*ASSIGNED TASK*.
Below are the records; give again exactly the line with "Search for: metal downpipe", the line with "Search for: stucco wall", and each line that lies between them, and nothing besides.

*MATERIAL TO PROCESS*.

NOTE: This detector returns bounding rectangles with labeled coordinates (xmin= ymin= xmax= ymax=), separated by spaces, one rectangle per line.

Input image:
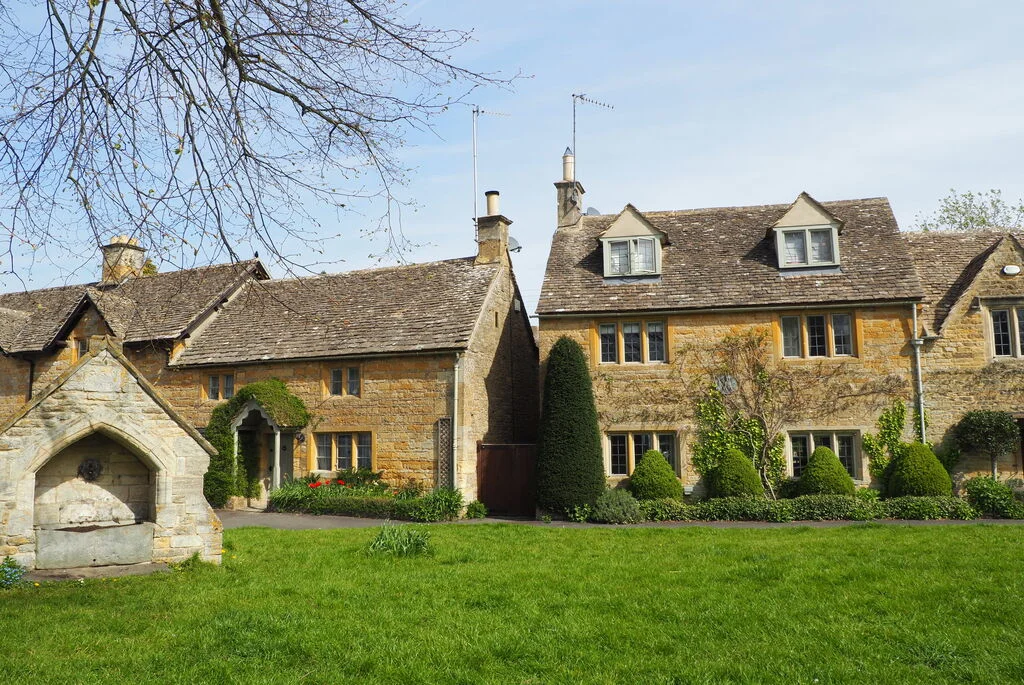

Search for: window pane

* * *

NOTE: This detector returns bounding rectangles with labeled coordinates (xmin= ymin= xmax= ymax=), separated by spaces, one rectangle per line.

...

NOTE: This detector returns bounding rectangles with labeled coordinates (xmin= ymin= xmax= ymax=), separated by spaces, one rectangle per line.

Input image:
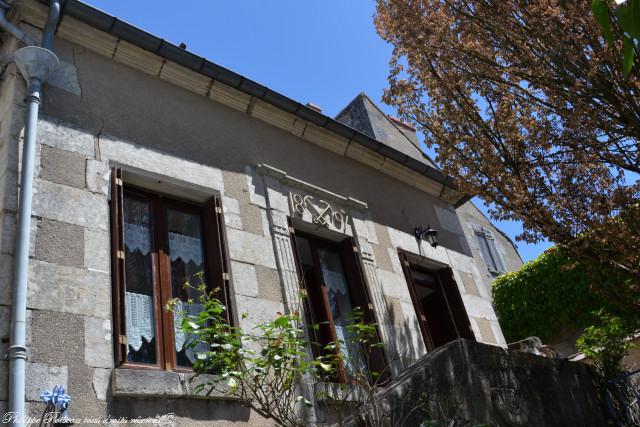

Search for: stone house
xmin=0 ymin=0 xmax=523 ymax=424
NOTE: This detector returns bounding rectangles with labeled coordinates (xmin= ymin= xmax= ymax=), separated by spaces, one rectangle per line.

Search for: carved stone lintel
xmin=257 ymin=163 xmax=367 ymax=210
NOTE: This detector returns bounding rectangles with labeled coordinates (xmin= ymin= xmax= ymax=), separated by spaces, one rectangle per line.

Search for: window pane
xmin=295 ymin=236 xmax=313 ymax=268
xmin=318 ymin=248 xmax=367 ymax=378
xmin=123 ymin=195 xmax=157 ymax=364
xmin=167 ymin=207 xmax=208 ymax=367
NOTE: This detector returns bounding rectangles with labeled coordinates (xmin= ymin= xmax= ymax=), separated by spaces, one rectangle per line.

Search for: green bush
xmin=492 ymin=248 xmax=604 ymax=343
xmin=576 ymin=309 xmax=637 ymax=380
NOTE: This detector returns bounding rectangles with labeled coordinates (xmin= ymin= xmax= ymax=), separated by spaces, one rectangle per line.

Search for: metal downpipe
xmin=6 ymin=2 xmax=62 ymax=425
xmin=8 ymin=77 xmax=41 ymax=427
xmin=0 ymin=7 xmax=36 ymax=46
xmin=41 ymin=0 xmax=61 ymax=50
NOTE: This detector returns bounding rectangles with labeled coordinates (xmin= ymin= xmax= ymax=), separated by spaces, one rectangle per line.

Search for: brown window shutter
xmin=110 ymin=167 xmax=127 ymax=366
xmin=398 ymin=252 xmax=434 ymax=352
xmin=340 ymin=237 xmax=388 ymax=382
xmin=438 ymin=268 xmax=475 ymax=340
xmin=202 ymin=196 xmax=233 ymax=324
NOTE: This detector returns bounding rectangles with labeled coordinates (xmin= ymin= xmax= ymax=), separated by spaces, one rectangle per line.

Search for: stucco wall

*RESPONSE TO THIS EXERCISE*.
Search for: metal downpipe
xmin=6 ymin=2 xmax=62 ymax=425
xmin=8 ymin=77 xmax=41 ymax=427
xmin=0 ymin=7 xmax=36 ymax=46
xmin=41 ymin=0 xmax=61 ymax=50
NOTE: This detector returns bounding rectangles with labeled coordinates (xmin= ymin= xmax= ymax=), separated by spaces, one rectangle per line.

Search for: brown window shutter
xmin=110 ymin=167 xmax=127 ymax=366
xmin=398 ymin=252 xmax=434 ymax=352
xmin=340 ymin=237 xmax=388 ymax=382
xmin=438 ymin=268 xmax=475 ymax=340
xmin=202 ymin=196 xmax=233 ymax=324
NOTE: This detector returns bounding rectangles with labeled coordinates (xmin= ymin= xmax= ymax=), separated by spaces, one rectangle per line.

Search for: stucco wall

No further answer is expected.